▸ Text excerpt:
Vishnu Ganesh Pingle
Vishnu Ganesh Pingle | |
---|---|
Born | 2 January 1888[1] Talegaon Dhamdhere, Poona, Bombay Presidency |
Died | 16 November 1915 (aged 27) |
Cause of death | Execution by hanging |
Other names | Baburde Ganesh Pingle |
Organization | Ghadar Party |
Movement | Swadeshi movement, Indian independence movement, Ghadar Conspiracy |
Vishnu Ganesh Pingle (2 January 1888 – 16 November 1915) was an Indian revolutionary and a member of the Ghadar Party who was one of those executed in 1915 following the Lahore conspiracy trial for his role in the Ghadar conspiracy.

▸ Records for the task:
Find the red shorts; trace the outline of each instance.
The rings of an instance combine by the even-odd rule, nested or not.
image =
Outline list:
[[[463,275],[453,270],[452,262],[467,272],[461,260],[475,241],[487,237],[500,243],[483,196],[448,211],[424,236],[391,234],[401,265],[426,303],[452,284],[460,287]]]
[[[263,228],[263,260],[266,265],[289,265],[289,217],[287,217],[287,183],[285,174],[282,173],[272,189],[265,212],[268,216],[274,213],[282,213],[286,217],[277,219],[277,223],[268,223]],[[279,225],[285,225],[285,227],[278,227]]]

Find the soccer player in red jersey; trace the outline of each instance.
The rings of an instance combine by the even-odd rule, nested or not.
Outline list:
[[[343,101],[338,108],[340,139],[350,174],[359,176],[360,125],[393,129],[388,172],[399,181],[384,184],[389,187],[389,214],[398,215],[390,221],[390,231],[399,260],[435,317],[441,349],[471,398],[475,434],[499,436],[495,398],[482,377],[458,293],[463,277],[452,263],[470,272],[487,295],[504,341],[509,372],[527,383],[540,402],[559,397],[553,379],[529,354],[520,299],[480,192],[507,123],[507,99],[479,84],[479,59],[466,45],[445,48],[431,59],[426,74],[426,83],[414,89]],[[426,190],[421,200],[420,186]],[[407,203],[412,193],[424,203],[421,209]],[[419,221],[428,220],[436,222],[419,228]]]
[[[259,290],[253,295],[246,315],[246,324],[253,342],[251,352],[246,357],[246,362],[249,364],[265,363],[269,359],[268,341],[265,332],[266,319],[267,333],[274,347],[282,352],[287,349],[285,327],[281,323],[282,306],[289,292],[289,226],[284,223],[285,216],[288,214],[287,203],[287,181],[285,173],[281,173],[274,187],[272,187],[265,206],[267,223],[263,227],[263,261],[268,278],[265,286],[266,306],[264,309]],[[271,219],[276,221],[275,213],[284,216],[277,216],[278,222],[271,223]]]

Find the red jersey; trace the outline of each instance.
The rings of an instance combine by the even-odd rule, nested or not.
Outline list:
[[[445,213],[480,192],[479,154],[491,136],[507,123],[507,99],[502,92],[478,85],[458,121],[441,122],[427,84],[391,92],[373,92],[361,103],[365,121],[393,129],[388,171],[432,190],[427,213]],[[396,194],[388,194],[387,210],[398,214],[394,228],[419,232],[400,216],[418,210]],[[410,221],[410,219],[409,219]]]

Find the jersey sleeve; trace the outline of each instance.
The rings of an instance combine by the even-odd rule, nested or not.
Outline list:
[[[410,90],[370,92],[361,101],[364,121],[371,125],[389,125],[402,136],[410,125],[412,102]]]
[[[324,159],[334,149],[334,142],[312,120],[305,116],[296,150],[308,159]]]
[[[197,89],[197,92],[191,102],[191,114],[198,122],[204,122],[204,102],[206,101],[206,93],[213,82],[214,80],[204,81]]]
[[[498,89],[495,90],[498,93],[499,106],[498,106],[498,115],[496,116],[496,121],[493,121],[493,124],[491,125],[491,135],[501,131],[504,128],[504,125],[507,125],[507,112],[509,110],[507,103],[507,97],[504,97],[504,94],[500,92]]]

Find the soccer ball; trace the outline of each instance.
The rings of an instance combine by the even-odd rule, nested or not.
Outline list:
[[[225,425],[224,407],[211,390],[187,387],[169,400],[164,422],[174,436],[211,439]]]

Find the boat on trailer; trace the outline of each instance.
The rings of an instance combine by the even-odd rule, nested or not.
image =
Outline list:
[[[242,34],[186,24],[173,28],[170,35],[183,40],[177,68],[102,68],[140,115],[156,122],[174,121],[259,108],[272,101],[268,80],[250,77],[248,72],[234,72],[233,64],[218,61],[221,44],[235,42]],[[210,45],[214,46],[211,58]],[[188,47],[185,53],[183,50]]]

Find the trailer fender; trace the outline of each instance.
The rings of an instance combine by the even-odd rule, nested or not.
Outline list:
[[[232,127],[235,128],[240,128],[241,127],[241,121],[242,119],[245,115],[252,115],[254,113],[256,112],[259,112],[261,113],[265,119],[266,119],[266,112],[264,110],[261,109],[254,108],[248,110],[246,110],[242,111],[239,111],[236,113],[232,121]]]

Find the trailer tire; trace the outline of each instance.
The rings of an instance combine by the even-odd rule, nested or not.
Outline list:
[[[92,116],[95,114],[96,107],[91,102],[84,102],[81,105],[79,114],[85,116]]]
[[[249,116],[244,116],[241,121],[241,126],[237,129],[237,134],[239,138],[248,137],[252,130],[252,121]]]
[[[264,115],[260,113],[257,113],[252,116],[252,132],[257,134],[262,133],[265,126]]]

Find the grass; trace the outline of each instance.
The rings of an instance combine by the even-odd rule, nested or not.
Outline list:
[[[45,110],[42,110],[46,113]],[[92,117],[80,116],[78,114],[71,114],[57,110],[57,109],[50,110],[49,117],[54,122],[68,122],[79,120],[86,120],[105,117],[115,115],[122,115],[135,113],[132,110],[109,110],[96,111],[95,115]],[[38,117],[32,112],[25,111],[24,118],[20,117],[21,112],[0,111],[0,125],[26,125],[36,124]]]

▸ Task 1: In the text on Vishnu Ganesh Pingle, which organization is he listed as belonging to?
▸ Task 2: In the entries, starting at the line that contains "Find the grass;" and continuing through the last line of the entries, swap "grass" for "lawn", and reproduce only those lines.
The text and the entries were taken from separate sources.

▸ Task solution 1: The Ghadar Party.

▸ Task solution 2:
Find the lawn; trace the outline of each instance.
The rings of an instance combine by the even-odd rule, nested or not.
Outline list:
[[[45,110],[42,110],[46,113]],[[92,117],[80,116],[78,114],[71,114],[57,110],[57,109],[50,110],[49,117],[54,122],[68,122],[79,120],[86,120],[105,117],[115,115],[122,115],[135,113],[132,110],[109,110],[96,111],[95,115]],[[38,117],[32,112],[25,111],[24,118],[20,117],[21,112],[0,111],[0,125],[26,125],[36,124]]]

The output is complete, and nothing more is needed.